§ Given passage

★ ★ ★ ★ ★ ★ ★

This blog post is one of six keynotes by NGINX team members from nginx.conf 2017. Together, these blog posts introduce the NGINX Application Platform, new products, and product and strategy updates.

The blog posts are:

You may also wish to view the conference video playlist on the NGINX YouTube Channel.

Chris Stetson: Good morning everyone, and thanks for joining us here for the first demonstration of our newest product, the NGINX Controller. I’m Chris Stetson, and I’m Head of Engineering for the Controller team. Joining me is Rachael Passov, who’s one of our engineers. She’ll be doing the hard work of actually demoing the product.

We’re very excited to show you the Controller product. It’s a critical part of the application platform that Owen Garrett was just talking about.

Where NGINX was focused on a single instance, running on a single host, and managing traffic on that host, Controller focuses on managing your Layer 7 networks, integrating all of your systems holistically.

We have a lot to show you today, and it’s just a subset of what will be in the beta that we’re delivering soon. Come by the booth afterwards so we can show you the product, and get some feedback from you about what you think is important.

Now, I know you guys saw all of the smoke and ash out there in the sky, and you probably thought that was from “forest fires”. In fact, it was from the bonfire that I lit in the back parking lot as a sacrifice to the demo gods, because we’re showing an alpha product, and you never know what happens. Hopefully, they’ll be appeased, and it will all go smoothly. If it doesn’t, you know why: it’s because I didn’t give them the shrubbery.

What is the Controller? When we started, we had a number of goals we were trying to achieve: the first and most important was making NGINX easy.

Many of you probably remember the first time you tried to edit an NGINX configuration file. You were struggling with all the different contexts: the main context, the http context, the server context, and how all the directives kind of work together.

We wanted to make that super simple, but not lose all of the power that NGINX provides. Most importantly, we wanted to implement best practices by default. No matter what you deployed to your NGINX instances, it would be a high‑quality configuration.

★ ★ ★ ★ ★ ★ ★

§ Set exercise a
Reproduce the NGINX Controller keynote excerpt word for word, in full.

★ ★ ★ ★ ★ ★ ★

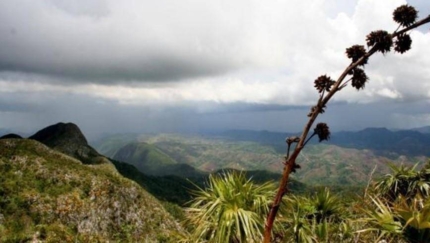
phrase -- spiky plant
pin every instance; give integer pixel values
(404, 181)
(231, 209)
(377, 41)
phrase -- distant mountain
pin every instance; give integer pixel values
(385, 142)
(47, 196)
(150, 160)
(108, 145)
(68, 138)
(425, 129)
(380, 140)
(11, 135)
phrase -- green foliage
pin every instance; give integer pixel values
(404, 181)
(320, 217)
(400, 207)
(50, 197)
(230, 209)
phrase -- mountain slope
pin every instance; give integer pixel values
(49, 196)
(145, 157)
(150, 160)
(68, 138)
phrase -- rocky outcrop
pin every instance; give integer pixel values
(47, 196)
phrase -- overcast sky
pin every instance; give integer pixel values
(164, 66)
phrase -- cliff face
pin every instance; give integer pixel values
(48, 196)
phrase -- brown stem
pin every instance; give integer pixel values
(322, 101)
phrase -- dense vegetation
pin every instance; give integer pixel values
(48, 196)
(393, 209)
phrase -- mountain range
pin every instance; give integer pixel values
(56, 187)
(49, 196)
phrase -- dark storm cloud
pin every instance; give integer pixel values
(108, 41)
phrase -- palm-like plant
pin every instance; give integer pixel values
(318, 218)
(415, 216)
(231, 209)
(383, 220)
(404, 181)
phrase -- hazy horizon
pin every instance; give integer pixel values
(161, 66)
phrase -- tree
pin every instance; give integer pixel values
(377, 41)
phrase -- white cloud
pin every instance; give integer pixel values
(177, 53)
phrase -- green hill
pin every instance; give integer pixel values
(51, 197)
(145, 157)
(322, 164)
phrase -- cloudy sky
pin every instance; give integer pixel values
(164, 66)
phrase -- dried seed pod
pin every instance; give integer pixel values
(323, 131)
(380, 39)
(403, 43)
(359, 78)
(323, 82)
(405, 15)
(355, 52)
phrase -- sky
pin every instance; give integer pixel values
(187, 66)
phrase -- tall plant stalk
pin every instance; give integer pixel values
(377, 41)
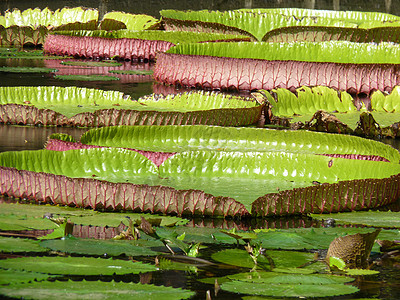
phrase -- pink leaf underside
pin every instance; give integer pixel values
(96, 47)
(87, 71)
(225, 73)
(97, 194)
(327, 198)
(157, 158)
(29, 115)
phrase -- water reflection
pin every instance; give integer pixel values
(30, 137)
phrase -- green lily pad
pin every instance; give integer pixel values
(17, 245)
(94, 290)
(114, 219)
(313, 238)
(27, 70)
(132, 72)
(103, 247)
(280, 285)
(386, 219)
(76, 265)
(282, 259)
(92, 63)
(86, 77)
(12, 277)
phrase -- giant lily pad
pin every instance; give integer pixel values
(86, 77)
(386, 219)
(324, 109)
(76, 265)
(96, 247)
(98, 289)
(92, 107)
(324, 175)
(10, 277)
(16, 245)
(257, 22)
(284, 285)
(360, 68)
(125, 44)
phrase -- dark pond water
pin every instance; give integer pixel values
(386, 285)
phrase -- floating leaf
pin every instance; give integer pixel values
(256, 66)
(86, 77)
(21, 222)
(94, 290)
(102, 247)
(92, 63)
(279, 285)
(27, 70)
(17, 245)
(282, 259)
(132, 72)
(11, 277)
(76, 265)
(386, 219)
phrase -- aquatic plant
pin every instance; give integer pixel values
(257, 23)
(74, 106)
(330, 173)
(360, 68)
(124, 44)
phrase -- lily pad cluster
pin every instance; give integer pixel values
(324, 109)
(258, 23)
(73, 106)
(200, 170)
(31, 26)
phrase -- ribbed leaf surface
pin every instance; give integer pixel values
(325, 33)
(189, 138)
(257, 22)
(309, 100)
(337, 52)
(131, 21)
(73, 106)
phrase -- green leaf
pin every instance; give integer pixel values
(17, 245)
(94, 290)
(386, 219)
(228, 139)
(282, 259)
(22, 222)
(76, 265)
(354, 53)
(132, 21)
(289, 290)
(11, 277)
(103, 247)
(337, 262)
(257, 22)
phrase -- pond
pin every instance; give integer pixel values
(221, 255)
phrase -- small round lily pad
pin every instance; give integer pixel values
(86, 77)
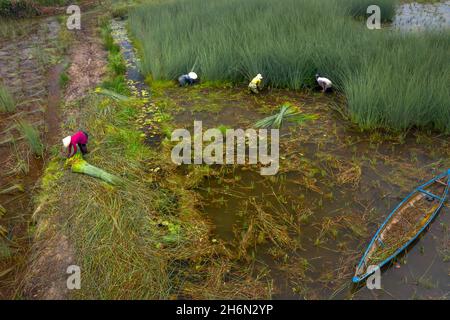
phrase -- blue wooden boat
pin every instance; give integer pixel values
(404, 225)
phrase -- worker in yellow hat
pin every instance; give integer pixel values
(256, 84)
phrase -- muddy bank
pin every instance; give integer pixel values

★ ★ ★ ★ ★ ★ ★

§ Set exercise b
Express the rows as a Markdown table with the columns No. and Row Text. Begin at the row that has "phrase -- ribbed leaf surface", stop after the last row, leave out blank lines and the pictures, and number each line.

§ Correct response a
This blog post is one of six keynotes by NGINX team members from nginx.conf 2017. Together, these blog posts introduce the NGINX Application Platform, new products, and product and strategy updates.

The blog posts are:

You may also wish to view the conference video playlist on the NGINX YouTube Channel.

Chris Stetson: Good morning everyone, and thanks for joining us here for the first demonstration of our newest product, the NGINX Controller. I’m Chris Stetson, and I’m Head of Engineering for the Controller team. Joining me is Rachael Passov, who’s one of our engineers. She’ll be doing the hard work of actually demoing the product.

We’re very excited to show you the Controller product. It’s a critical part of the application platform that Owen Garrett was just talking about.

Where NGINX was focused on a single instance, running on a single host, and managing traffic on that host, Controller focuses on managing your Layer 7 networks, integrating all of your systems holistically.

We have a lot to show you today, and it’s just a subset of what will be in the beta that we’re delivering soon. Come by the booth afterwards so we can show you the product, and get some feedback from you about what you think is important.

Now, I know you guys saw all of the smoke and ash out there in the sky, and you probably thought that was from “forest fires”. In fact, it was from the bonfire that I lit in the back parking lot as a sacrifice to the demo gods, because we’re showing an alpha product, and you never know what happens. Hopefully, they’ll be appeased, and it will all go smoothly. If it doesn’t, you know why: it’s because I didn’t give them the shrubbery.

What is the Controller? When we started, we had a number of goals we were trying to achieve: the first and most important was making NGINX easy.

Many of you probably remember the first time you tried to edit an NGINX configuration file. You were struggling with all the different contexts: the main context, the http context, the server context, and how all the directives kind of work together.

We wanted to make that super simple, but not lose all of the power that NGINX provides. Most importantly, we wanted to implement best practices by default. No matter what you deployed to your NGINX instances, it would be a high‑quality configuration.

§ Correct response b
| No. | Row Text |
|---|---|
| 1 | phrase -- ribbed leaf surface |
| 2 | pin every instance; give integer pixel values |
| 3 | (325, 33) |
| 4 | (189, 138) |
| 5 | (257, 22) |
| 6 | (309, 100) |
| 7 | (337, 52) |
| 8 | (131, 21) |
| 9 | (73, 106) |
| 10 | phrase -- green leaf |
| 11 | pin every instance; give integer pixel values |
| 12 | (17, 245) |
| 13 | (94, 290) |
| 14 | (386, 219) |
| 15 | (228, 139) |
| 16 | (282, 259) |
| 17 | (22, 222) |
| 18 | (76, 265) |
| 19 | (354, 53) |
| 20 | (132, 21) |
| 21 | (289, 290) |
| 22 | (11, 277) |
| 23 | (103, 247) |
| 24 | (337, 262) |
| 25 | (257, 22) |
| 26 | phrase -- pond |
| 27 | pin every instance; give integer pixel values |
| 28 | (221, 255) |
| 29 | phrase -- small round lily pad |
| 30 | pin every instance; give integer pixel values |
| 31 | (86, 77) |
| 32 | phrase -- blue wooden boat |
| 33 | pin every instance; give integer pixel values |
| 34 | (404, 225) |
| 35 | phrase -- worker in yellow hat |
| 36 | pin every instance; give integer pixel values |
| 37 | (256, 84) |
| 38 | phrase -- muddy bank |
| 39 | pin every instance; give integer pixel values |